[START OF DATA SHOWN]
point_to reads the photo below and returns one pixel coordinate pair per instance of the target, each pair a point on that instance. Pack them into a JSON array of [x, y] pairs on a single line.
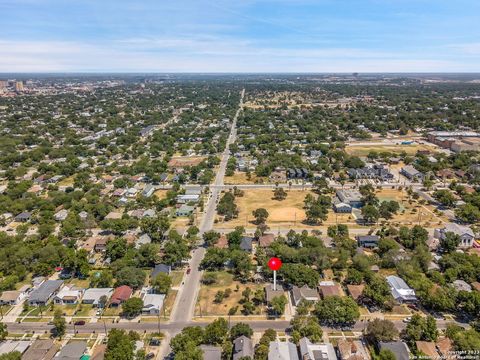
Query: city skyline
[[250, 37]]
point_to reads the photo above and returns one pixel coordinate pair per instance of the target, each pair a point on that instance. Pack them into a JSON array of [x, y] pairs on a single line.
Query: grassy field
[[364, 150], [285, 213], [411, 213], [225, 281], [289, 213], [160, 194]]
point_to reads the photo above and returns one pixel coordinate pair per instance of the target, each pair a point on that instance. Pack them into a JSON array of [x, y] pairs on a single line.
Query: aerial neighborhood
[[138, 216]]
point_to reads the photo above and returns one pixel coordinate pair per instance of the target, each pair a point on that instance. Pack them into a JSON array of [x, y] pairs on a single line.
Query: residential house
[[427, 348], [444, 347], [303, 293], [185, 199], [222, 242], [367, 241], [352, 350], [72, 351], [10, 346], [401, 292], [242, 347], [461, 285], [41, 350], [341, 207], [211, 352], [279, 350], [310, 351], [45, 292], [144, 239], [270, 293], [93, 296], [399, 348], [68, 296], [23, 217], [411, 173], [185, 210], [14, 297], [329, 288], [464, 232], [161, 268], [120, 295], [351, 197], [148, 190], [152, 303], [266, 240], [101, 244], [246, 243], [61, 215], [356, 291], [99, 352]]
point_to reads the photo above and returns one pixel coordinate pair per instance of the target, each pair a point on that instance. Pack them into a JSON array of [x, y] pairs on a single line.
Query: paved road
[[184, 307], [175, 327]]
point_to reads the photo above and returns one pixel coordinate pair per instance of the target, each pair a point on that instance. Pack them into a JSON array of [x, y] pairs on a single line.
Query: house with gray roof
[[74, 350], [45, 292], [464, 232], [246, 243], [303, 293], [93, 296], [211, 352], [399, 348], [310, 351], [411, 173], [401, 292]]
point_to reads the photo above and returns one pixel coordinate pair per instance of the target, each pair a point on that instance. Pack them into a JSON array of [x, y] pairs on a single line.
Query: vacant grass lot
[[285, 213], [364, 150]]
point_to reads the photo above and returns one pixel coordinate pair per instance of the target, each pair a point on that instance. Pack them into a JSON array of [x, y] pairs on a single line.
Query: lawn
[[177, 277], [411, 213], [206, 305], [169, 301], [285, 213], [240, 178], [364, 150]]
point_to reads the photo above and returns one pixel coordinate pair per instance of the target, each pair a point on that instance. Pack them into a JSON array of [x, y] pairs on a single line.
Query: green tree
[[3, 331], [216, 332], [306, 326], [162, 283], [240, 329], [336, 310], [278, 304], [260, 215], [120, 346], [381, 330], [449, 242]]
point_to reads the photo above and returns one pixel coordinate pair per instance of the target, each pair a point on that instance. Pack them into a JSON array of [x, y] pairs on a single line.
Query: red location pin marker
[[274, 264]]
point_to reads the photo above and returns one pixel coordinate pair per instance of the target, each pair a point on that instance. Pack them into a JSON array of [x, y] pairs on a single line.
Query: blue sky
[[240, 36]]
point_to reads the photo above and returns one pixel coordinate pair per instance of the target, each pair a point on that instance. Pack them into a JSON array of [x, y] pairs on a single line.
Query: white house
[[68, 295], [93, 296], [400, 290], [464, 232], [152, 303]]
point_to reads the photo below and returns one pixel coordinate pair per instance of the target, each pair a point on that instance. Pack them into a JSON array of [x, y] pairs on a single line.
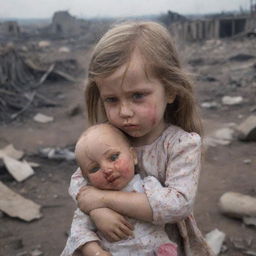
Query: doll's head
[[105, 157]]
[END OF DATA SHOWN]
(TASK DESCRIPTION): Copy every line above word for word, leaving out the pictures.

(RESPONSE BELOW):
point_to reads the photo below and returns one pixel coordinate pair per instance of the target, each pair a point on that instance. Pack them into a JSON array of [x, y] pairs on a single line.
Query: city skyline
[[250, 37]]
point_to reads the photo above and returns one pixel coordinate pair per instance of the target, each pair a point on that instance. Pack them into a JSON array of [x, y] pairs on a single line.
Query: grassy field
[[364, 150], [285, 213], [411, 213], [225, 281], [289, 213], [160, 194]]
point_to reads the photo above and returns one pixel coordinate pair per instance of the target, each pair a point on that instance. Pack them into a JSON array of [x, y] pairs on a single line.
Query: aerial neighborhood
[[138, 216]]
point_to reads the photo above and returns one pixel coordinate pair per instance of the target, each pair a point on that instance. Pack them into a JSON array of [x, y] pairs on a single line.
Query: residential house
[[427, 348], [444, 347], [303, 293], [185, 199], [222, 242], [367, 241], [352, 350], [72, 351], [10, 346], [401, 292], [242, 347], [461, 285], [41, 350], [341, 207], [211, 352], [279, 350], [310, 351], [45, 292], [144, 239], [270, 293], [93, 296], [399, 348], [68, 296], [23, 217], [411, 173], [185, 210], [14, 297], [329, 288], [464, 232], [161, 268], [120, 295], [351, 197], [148, 190], [152, 303], [266, 240], [101, 244], [246, 243], [61, 215], [356, 291], [99, 352]]
point_to reads the photo above and returns one pixel coordinate pair per instance of the target, each pair a point on that instance. Pack them into a JSON array of [x, y] pairs on a single line.
Query: paved road
[[184, 307], [175, 327]]
point_to reads the photo above and returns one pixel coordinate pair per instance of the target, each pair a point on that instance. Pack them into a JSON array of [x, y] pairs on a single line.
Query: house with gray roof
[[74, 350], [45, 292], [464, 232], [246, 243], [303, 293], [93, 296], [211, 352], [399, 348], [310, 351], [411, 173], [401, 292]]
point_to reads the photo above and returns one pixel coordinate pair per instance of the target, each pair a point on that instance. Pack them into a JSON array of [x, y] pairs on a single line.
Query: vacant grass lot
[[285, 213], [364, 150]]
point_to reads the photo above and returns one pixel coordinate pair per instance of the target, each pair a point on that instance. Pack them into a JSON array of [x, y] pairs on a single line.
Query: lawn
[[177, 277], [411, 213], [206, 305], [169, 301], [285, 213], [240, 178], [364, 150]]
point_to reads the photo above and returns one pixel coordinate pair per instance of the target, each pair a point on that instance. Pack them into a JSON array of [x, y] pairs on a single line.
Query: green tree
[[3, 331], [216, 332], [306, 326], [162, 283], [240, 329], [336, 310], [278, 304], [260, 215], [120, 346], [381, 330], [449, 242]]
point_to reads the photo above and returns one pixel coordinate pair per instance of the target, each pair a point on that instance. Pack them into a JSON array of [x, y] pairs on a single line.
Query: red location pin marker
[[274, 264]]
point_to reads the photo above and returns one pixel coordinate pair per instance of the target, each pair a point on that instance. Pack them into a JSON array of [x, y] pairs on a single line.
Query: blue sky
[[240, 36]]
point_to reads the photo above and returns one pixel coordinate pair per instance of the target, each pair a point on that instance. Pack them into a JSON array of [x, y] pairs on a single line.
Query: white house
[[68, 295], [93, 296], [400, 290], [464, 232], [152, 303]]
point_to reads the photo below and returns one pixel coordinate pair per instance of the target, each pair a point on that instance. Pack them into a JSON array of [x, y] pairs on a single line.
Query: doll's head
[[105, 157]]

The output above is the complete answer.